SOURCE PASSAGE:
-=-=-
This month I’m a Team Captain for a 4-week workplace fitness challenge. I’m working in bioethics (medical ethics), at a global company, and this team-based lifestyle contest is open even to contract employees.
There are small prizes up for grabs, like t-shirts and gym bags, and it’s a fun way to interact with other employees and contractors around the world. The goal is to encourage each of us to be more active on a daily basis, and to share tips on everything from exercise to healthy recipes.
What may be surprising to many – including me! – is that I’m a team captain for this global fitness challenge. Despite the fact that I’m dealing with a rare neuro-inflammatory disease affecting my right (dominant) arm and hand.
I’ve been dealing with this disease for over a year now (resulting from an injury on March 3, 2016), and had to wait almost 3 months to get a diagnosis. For the first few months after my diagnosis, the only people I told about it were my immediate family, close friends, and the few colleagues I work with on a daily basis.
Because a large part of my background has been in patients’ privacy protection, so I was very hesitant to post any information about my diagnosis – my rare disease – on-line.
-=-=-
TASK PROMPT: Write out the part of the fitness challenge post above that opens with the words containing "There are small" and closes with "to healthy recipes.", swapping "gym bags" for "water bottles".
-=-=-
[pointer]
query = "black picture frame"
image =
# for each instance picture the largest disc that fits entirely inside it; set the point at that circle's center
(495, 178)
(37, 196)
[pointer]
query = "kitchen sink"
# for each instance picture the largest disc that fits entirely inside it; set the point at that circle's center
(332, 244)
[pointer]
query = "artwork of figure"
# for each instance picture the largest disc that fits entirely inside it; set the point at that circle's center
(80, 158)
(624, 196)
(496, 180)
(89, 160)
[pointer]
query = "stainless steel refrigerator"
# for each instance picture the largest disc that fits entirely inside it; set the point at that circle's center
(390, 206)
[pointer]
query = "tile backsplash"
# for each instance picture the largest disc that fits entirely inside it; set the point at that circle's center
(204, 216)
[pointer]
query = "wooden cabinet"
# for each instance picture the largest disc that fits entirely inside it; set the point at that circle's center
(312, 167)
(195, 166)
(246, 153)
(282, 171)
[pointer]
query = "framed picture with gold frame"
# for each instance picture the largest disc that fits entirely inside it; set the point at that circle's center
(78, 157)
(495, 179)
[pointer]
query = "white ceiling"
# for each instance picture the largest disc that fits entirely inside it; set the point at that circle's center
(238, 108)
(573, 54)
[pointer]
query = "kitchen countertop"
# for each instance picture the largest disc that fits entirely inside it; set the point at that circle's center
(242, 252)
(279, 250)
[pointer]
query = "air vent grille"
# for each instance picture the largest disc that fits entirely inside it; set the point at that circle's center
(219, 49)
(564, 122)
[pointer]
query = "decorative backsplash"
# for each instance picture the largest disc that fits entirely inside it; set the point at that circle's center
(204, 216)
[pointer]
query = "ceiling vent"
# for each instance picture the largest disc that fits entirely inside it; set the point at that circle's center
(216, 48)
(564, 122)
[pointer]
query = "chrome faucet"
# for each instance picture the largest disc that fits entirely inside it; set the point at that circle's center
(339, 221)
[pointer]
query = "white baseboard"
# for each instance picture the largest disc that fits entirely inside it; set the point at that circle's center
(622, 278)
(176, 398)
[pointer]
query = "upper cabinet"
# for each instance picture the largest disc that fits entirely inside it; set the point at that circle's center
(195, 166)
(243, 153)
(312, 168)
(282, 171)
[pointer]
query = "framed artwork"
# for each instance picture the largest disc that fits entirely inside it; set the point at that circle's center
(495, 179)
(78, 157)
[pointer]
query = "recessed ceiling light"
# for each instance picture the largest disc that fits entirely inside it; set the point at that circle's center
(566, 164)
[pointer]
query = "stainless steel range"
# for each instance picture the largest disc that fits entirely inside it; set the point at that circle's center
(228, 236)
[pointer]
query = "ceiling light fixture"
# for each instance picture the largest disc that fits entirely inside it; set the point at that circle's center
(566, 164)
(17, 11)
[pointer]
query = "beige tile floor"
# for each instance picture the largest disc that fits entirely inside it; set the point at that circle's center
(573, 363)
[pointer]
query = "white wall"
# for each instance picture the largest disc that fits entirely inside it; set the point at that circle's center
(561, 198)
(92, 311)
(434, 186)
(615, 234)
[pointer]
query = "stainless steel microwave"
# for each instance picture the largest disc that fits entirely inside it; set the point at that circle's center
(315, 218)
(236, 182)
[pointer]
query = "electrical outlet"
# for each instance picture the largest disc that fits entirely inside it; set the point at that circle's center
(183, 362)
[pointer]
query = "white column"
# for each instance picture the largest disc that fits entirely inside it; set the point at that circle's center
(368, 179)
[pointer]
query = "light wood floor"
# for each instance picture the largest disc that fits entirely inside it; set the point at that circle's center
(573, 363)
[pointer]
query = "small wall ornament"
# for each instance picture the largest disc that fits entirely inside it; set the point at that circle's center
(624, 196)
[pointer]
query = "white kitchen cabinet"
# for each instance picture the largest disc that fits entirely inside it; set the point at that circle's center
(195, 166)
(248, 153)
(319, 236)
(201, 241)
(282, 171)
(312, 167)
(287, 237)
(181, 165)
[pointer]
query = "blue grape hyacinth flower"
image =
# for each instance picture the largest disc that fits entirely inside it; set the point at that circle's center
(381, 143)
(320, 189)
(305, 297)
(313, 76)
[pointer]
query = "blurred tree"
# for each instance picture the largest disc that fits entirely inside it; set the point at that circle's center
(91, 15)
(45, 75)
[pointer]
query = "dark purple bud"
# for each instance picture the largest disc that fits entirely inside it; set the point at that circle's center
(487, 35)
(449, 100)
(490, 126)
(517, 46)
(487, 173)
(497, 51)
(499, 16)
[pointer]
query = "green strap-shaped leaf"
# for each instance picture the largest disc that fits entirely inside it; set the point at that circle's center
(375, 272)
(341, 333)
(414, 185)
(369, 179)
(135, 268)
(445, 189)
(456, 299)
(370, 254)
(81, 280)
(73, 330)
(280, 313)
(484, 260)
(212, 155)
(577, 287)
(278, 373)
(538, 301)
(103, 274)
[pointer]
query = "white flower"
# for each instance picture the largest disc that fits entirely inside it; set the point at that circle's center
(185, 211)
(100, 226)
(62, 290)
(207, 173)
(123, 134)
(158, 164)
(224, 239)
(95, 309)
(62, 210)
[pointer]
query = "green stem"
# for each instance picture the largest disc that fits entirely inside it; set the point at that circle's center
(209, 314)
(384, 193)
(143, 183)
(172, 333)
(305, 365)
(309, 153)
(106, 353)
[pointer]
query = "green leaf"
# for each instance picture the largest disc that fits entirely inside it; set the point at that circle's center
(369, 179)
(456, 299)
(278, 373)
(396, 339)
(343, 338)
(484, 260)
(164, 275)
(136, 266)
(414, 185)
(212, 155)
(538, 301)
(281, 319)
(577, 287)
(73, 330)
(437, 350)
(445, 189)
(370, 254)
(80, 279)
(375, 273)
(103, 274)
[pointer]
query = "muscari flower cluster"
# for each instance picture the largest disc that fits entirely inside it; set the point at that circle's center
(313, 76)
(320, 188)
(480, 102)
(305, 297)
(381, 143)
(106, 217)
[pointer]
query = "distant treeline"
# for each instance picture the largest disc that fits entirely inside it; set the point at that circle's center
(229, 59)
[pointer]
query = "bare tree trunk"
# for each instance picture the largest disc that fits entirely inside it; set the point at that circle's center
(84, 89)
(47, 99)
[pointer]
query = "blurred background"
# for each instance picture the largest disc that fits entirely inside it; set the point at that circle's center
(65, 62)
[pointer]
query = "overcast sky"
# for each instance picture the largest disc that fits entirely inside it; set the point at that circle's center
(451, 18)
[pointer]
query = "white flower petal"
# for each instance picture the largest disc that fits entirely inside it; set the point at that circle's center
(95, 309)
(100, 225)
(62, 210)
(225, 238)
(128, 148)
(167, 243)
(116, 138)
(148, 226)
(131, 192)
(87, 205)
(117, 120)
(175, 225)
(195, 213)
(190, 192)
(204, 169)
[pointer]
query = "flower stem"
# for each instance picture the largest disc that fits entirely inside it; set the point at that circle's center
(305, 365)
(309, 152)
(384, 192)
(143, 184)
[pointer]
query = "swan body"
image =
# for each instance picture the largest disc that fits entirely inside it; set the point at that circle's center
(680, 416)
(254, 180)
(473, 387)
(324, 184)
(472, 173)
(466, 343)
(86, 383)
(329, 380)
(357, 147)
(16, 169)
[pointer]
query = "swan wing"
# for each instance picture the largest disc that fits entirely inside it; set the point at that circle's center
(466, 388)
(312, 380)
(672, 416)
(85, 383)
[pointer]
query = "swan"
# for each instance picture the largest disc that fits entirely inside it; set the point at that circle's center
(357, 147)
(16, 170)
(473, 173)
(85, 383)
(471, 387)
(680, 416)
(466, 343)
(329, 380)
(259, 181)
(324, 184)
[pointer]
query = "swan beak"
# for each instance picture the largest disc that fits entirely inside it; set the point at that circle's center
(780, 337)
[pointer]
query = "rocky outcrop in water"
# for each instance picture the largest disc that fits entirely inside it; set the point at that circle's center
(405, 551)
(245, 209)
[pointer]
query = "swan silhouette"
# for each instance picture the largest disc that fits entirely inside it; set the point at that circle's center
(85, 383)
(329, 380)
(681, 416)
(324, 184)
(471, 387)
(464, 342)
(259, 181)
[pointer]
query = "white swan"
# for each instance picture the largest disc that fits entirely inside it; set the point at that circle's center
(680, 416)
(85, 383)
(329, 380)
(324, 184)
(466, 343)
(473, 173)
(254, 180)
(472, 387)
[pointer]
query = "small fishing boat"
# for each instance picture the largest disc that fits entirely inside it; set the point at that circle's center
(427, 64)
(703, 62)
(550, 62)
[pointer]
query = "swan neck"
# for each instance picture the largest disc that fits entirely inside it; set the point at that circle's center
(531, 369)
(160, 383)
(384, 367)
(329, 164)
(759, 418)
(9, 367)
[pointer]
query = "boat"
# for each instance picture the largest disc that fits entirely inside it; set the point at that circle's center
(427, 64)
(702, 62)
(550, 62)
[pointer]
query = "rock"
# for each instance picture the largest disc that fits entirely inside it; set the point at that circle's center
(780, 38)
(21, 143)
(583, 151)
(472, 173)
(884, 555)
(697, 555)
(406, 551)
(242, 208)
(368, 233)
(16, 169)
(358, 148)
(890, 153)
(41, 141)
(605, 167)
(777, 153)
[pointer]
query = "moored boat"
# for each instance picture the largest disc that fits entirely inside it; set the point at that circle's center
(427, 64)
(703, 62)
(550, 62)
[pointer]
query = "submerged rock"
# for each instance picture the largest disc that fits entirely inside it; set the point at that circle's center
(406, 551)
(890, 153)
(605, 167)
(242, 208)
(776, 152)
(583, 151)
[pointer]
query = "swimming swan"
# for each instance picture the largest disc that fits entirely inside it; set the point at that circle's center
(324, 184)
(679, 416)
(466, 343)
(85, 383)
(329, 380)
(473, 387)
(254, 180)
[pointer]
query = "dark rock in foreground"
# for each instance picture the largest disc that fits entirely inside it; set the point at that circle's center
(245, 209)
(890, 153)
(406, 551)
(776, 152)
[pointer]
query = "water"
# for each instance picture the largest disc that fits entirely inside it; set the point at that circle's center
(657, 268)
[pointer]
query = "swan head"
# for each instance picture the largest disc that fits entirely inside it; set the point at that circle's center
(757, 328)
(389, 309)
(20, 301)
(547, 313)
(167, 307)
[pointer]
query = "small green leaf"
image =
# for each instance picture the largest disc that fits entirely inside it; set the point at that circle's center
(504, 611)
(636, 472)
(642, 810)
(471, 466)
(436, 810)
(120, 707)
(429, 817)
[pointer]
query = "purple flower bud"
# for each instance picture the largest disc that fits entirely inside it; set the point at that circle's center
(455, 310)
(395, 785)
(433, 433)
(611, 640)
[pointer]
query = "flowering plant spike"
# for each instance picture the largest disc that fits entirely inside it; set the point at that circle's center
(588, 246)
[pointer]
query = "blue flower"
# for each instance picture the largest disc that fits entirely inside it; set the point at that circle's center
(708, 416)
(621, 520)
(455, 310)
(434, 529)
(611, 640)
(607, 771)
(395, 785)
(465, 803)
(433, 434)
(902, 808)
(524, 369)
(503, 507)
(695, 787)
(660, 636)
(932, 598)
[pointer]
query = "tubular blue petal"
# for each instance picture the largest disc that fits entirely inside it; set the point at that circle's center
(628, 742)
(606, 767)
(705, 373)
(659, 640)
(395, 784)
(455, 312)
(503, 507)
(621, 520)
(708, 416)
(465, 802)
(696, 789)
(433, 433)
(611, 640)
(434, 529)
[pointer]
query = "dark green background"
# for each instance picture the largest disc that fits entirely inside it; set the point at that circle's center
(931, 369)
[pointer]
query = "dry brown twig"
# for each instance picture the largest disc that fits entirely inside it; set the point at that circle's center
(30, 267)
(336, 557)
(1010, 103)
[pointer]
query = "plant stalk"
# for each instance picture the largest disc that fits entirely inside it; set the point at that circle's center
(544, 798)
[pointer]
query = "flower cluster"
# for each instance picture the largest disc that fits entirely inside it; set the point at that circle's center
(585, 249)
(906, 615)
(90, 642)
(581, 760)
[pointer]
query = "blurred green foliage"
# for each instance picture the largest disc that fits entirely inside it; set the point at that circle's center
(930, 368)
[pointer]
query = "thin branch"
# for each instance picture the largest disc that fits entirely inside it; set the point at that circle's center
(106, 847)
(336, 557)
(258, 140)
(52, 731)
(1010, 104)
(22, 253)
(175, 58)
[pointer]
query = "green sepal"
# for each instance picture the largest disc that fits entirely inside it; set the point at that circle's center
-=-=-
TASK RESPONSE:
There are small prizes up for grabs, like t-shirts and water bottles, and it’s a fun way to interact with other employees and contractors around the world. The goal is to encourage each of us to be more active on a daily basis, and to share tips on everything from exercise to healthy recipes.